↓
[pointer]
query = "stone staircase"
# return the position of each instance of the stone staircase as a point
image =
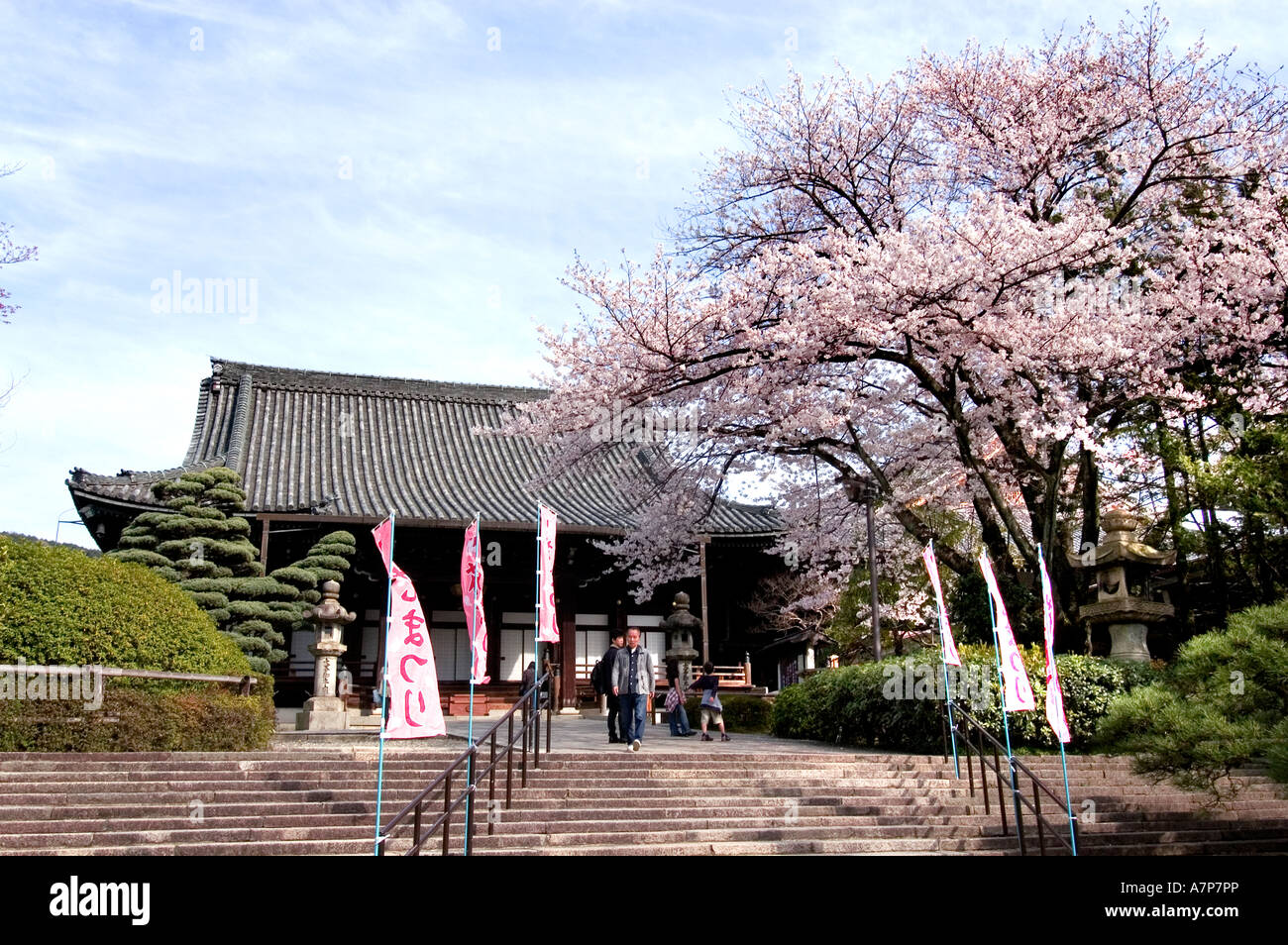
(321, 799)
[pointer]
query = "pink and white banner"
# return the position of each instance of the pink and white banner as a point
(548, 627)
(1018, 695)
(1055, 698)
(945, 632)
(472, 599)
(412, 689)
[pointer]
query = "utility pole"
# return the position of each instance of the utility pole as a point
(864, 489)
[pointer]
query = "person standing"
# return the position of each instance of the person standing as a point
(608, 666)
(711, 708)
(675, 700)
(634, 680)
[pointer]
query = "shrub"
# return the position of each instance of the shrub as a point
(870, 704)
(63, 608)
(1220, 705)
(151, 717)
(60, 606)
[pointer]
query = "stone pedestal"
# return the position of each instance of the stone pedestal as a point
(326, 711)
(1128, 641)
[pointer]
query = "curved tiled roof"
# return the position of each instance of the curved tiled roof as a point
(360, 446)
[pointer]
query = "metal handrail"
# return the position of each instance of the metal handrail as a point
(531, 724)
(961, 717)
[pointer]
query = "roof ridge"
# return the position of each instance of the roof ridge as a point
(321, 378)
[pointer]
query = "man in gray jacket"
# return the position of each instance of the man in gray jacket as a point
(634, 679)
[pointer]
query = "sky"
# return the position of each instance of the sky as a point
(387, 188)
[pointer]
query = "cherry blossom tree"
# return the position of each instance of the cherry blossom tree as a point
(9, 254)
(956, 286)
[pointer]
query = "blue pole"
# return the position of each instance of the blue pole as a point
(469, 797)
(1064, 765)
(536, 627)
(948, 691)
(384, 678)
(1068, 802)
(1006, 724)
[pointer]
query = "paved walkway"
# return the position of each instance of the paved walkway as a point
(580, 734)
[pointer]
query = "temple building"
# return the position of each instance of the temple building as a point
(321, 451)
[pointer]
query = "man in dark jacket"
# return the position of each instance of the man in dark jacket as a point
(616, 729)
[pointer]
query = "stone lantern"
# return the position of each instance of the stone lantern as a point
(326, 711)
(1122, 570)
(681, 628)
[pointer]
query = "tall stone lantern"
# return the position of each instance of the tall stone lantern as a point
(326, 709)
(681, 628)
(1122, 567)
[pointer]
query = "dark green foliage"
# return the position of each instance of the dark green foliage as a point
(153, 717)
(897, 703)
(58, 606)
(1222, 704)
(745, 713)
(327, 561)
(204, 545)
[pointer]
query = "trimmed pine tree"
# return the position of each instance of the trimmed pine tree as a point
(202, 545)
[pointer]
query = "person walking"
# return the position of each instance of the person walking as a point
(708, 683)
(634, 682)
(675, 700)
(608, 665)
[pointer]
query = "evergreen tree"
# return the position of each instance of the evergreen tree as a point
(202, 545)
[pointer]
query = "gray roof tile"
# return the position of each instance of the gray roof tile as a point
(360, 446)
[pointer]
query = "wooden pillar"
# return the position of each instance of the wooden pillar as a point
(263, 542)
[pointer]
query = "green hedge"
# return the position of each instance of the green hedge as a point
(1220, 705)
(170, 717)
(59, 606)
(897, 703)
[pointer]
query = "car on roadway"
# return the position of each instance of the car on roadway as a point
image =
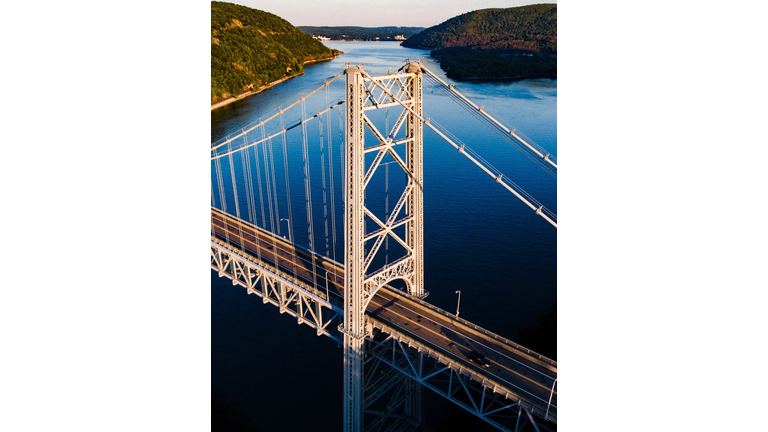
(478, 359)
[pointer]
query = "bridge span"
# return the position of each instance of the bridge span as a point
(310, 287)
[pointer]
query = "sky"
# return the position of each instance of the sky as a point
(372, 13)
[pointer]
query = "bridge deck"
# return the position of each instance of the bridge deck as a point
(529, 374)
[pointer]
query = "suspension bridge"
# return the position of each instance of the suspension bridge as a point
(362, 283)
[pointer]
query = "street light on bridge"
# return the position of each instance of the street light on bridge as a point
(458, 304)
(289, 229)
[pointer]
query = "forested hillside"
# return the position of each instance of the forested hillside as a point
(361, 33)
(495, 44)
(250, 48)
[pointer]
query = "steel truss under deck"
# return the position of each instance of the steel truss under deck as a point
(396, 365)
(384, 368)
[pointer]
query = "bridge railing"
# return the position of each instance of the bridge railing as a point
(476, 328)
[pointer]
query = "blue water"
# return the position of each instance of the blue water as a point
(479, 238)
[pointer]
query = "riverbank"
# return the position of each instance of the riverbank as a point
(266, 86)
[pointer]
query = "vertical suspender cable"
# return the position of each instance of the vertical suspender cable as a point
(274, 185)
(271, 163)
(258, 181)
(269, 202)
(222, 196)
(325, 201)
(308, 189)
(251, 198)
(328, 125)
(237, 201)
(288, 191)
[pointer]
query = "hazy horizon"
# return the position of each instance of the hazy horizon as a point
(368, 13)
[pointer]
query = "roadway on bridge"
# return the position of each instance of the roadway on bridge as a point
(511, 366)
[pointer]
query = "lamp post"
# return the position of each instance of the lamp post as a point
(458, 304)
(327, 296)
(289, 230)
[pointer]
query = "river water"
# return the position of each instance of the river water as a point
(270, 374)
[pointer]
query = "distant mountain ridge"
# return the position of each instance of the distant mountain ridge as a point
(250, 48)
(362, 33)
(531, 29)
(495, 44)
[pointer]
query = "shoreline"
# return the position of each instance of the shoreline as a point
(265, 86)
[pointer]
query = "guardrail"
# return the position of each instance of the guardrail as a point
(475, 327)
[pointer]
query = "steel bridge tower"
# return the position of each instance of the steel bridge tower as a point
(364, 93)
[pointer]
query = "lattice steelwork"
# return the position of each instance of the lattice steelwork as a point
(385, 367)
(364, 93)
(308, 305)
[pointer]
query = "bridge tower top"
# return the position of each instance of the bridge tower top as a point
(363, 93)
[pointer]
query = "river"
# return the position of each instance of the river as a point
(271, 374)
↑
↓
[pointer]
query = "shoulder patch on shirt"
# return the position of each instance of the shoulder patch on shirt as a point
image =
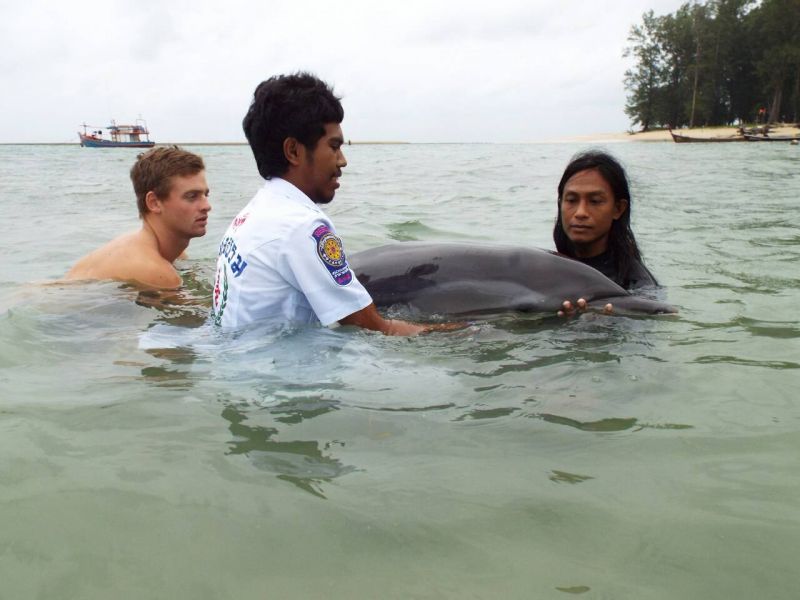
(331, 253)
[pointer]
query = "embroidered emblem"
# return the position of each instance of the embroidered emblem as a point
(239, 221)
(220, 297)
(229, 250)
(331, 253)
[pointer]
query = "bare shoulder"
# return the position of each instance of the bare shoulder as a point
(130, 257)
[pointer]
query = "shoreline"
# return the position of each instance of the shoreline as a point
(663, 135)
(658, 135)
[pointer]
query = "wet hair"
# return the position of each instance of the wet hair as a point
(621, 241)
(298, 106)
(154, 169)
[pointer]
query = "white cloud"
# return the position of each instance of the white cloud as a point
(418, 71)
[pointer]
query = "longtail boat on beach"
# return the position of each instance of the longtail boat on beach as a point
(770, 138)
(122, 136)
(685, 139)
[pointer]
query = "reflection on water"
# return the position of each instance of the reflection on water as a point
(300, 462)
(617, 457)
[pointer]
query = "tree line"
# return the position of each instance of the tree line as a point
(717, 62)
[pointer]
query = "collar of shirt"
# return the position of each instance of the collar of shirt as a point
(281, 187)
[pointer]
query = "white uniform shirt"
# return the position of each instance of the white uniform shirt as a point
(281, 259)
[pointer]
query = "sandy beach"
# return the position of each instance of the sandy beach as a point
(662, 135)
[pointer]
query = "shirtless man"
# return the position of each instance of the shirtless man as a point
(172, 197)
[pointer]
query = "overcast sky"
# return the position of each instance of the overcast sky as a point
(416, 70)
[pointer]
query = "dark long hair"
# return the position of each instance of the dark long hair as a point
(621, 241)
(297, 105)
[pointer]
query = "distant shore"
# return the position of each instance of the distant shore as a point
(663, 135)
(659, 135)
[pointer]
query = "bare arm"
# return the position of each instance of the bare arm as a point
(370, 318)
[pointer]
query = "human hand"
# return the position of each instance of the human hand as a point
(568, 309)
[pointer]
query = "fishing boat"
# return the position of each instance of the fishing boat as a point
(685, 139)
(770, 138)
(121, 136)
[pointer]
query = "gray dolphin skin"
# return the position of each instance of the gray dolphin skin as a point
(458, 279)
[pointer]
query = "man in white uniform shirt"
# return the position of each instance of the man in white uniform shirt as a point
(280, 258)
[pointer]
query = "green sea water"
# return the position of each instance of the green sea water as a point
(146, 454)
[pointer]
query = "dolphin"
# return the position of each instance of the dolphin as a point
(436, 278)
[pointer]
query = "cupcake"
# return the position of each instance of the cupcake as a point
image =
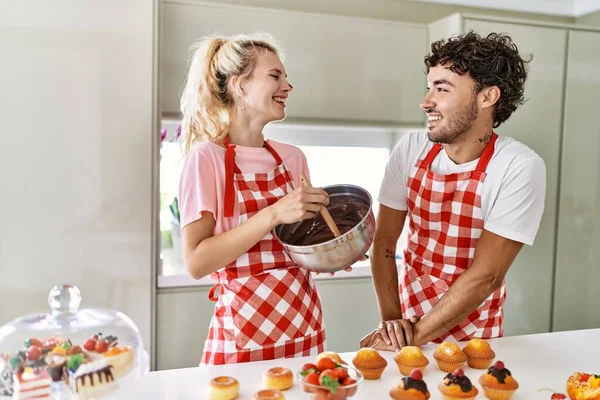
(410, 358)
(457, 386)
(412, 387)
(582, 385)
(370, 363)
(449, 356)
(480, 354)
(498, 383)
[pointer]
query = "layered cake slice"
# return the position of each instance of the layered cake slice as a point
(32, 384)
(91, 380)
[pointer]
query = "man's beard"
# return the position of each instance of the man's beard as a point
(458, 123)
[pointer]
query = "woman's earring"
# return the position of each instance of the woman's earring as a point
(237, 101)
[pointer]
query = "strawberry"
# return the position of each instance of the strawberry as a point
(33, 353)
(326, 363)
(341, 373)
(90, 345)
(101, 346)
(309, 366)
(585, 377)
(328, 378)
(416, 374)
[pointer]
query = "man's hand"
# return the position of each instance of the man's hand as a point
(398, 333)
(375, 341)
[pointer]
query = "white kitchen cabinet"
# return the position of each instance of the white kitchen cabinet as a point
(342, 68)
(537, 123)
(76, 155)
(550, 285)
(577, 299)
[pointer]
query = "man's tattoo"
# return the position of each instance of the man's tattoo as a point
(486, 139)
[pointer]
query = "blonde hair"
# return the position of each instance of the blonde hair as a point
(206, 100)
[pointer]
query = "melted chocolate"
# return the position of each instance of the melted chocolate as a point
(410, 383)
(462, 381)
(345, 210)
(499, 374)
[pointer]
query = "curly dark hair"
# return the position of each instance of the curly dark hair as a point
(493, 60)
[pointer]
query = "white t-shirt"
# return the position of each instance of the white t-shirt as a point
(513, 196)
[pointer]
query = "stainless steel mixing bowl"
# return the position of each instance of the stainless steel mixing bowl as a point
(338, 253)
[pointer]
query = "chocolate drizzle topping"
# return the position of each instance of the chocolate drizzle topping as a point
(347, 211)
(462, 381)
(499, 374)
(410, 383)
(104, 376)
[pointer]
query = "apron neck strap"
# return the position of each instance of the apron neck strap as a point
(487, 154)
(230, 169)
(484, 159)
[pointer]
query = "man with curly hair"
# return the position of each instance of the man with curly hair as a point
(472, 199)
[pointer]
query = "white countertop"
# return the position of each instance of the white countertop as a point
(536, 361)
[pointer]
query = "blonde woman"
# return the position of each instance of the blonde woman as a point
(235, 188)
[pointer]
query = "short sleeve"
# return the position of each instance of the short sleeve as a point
↑
↓
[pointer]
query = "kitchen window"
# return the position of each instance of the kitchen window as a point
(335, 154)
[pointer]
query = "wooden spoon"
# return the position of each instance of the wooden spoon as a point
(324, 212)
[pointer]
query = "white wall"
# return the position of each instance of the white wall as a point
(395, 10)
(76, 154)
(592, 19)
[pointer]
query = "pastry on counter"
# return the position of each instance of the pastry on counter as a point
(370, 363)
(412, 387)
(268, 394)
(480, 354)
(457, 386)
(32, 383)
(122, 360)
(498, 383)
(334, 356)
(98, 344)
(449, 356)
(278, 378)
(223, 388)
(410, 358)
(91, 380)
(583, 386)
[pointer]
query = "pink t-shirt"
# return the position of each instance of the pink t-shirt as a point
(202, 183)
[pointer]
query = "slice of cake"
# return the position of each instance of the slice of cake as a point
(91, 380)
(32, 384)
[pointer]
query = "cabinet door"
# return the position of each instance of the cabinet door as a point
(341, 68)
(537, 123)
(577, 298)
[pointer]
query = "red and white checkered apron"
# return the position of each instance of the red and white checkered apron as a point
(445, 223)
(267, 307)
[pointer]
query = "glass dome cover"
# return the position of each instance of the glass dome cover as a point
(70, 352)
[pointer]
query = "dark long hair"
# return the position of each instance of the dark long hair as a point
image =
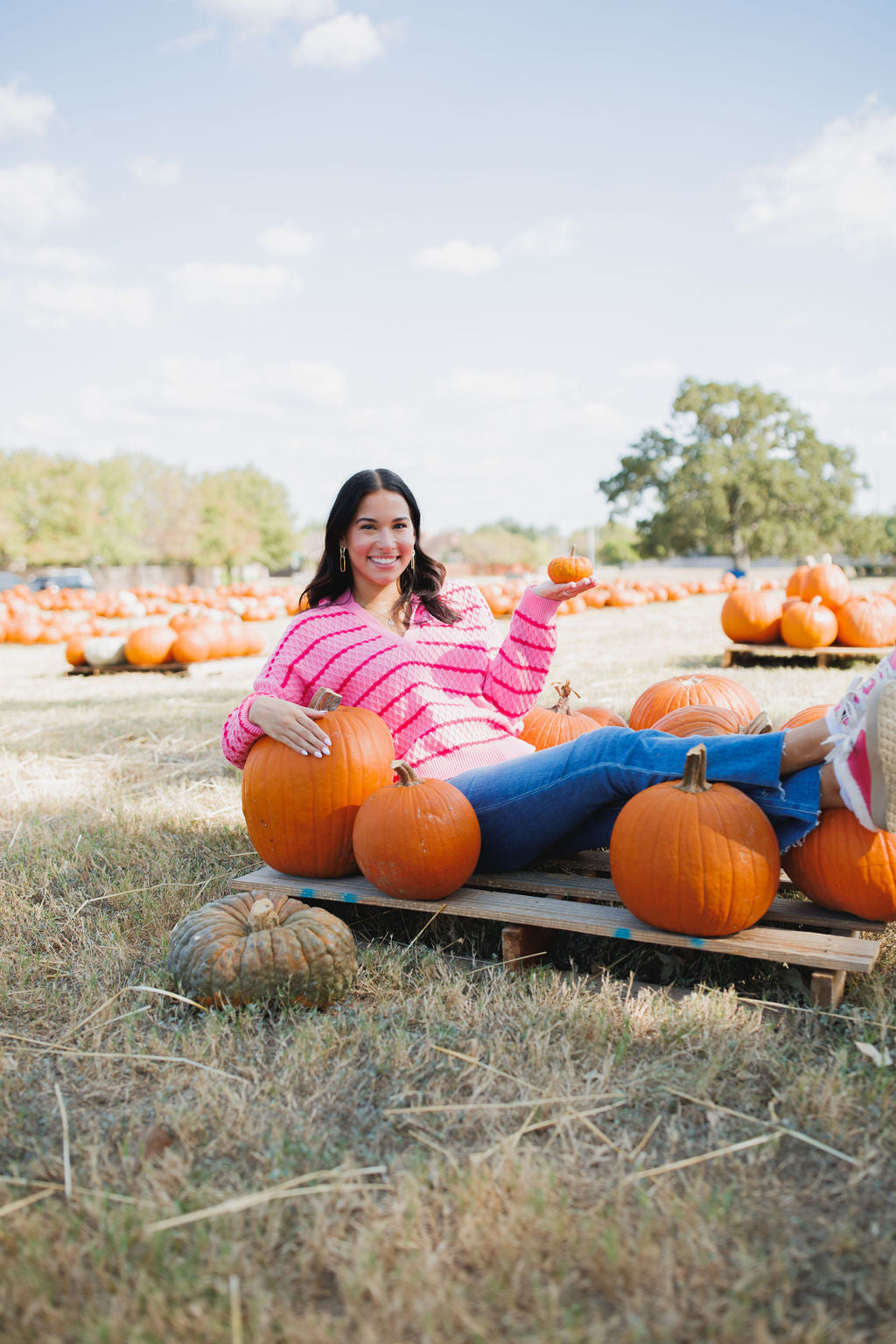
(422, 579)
↑
WORK INSTRUCTIONS:
Go through the material line by line and state how many lines hold "staircase", with no other words.

EXPECTED OUTPUT:
2